▸ **Instructions for the task**
Reproduce exactly the stretch of lines running from the line with "If you could indicate the beard" to the end of the entries below.

*** Opening of Source data ***

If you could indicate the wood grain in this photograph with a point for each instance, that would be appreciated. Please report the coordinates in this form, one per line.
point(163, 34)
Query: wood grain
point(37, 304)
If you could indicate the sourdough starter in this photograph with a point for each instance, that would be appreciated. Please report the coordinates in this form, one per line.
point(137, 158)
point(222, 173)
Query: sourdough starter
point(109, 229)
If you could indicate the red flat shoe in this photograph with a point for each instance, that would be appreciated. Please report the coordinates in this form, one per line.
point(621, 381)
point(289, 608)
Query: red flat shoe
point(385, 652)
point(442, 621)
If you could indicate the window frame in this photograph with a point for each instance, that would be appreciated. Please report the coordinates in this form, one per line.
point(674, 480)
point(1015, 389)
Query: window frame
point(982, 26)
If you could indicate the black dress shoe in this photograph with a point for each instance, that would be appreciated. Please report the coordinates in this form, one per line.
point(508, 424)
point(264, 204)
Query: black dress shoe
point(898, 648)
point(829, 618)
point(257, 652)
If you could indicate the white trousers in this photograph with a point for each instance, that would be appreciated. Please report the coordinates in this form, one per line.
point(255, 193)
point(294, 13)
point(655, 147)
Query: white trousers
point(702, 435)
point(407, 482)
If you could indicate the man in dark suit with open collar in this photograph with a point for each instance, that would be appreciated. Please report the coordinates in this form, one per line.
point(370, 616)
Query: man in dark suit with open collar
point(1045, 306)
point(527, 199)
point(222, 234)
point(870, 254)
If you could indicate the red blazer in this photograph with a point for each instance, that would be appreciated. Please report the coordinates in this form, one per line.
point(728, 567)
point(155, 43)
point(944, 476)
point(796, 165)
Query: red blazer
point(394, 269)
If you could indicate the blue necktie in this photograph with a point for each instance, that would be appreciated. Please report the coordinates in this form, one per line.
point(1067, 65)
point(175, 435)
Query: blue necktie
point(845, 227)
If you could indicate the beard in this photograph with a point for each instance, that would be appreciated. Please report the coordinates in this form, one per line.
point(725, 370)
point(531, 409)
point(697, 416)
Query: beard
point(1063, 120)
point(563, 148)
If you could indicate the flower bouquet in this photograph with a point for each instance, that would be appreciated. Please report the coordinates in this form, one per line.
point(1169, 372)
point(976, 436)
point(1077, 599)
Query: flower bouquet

*** Close of Source data ***

▸ **Result for this task**
If you could indicate the beard in this photograph with a point for each instance, that would be appreciated. Please report the coordinates in this form, one per line.
point(725, 370)
point(531, 409)
point(697, 416)
Query: beard
point(1063, 120)
point(563, 148)
If you could indicate the flower bouquet in this photograph with a point for each instance, that would be appreciated. Please report the coordinates in this form, one per line.
point(1169, 372)
point(976, 436)
point(1077, 599)
Query: flower bouquet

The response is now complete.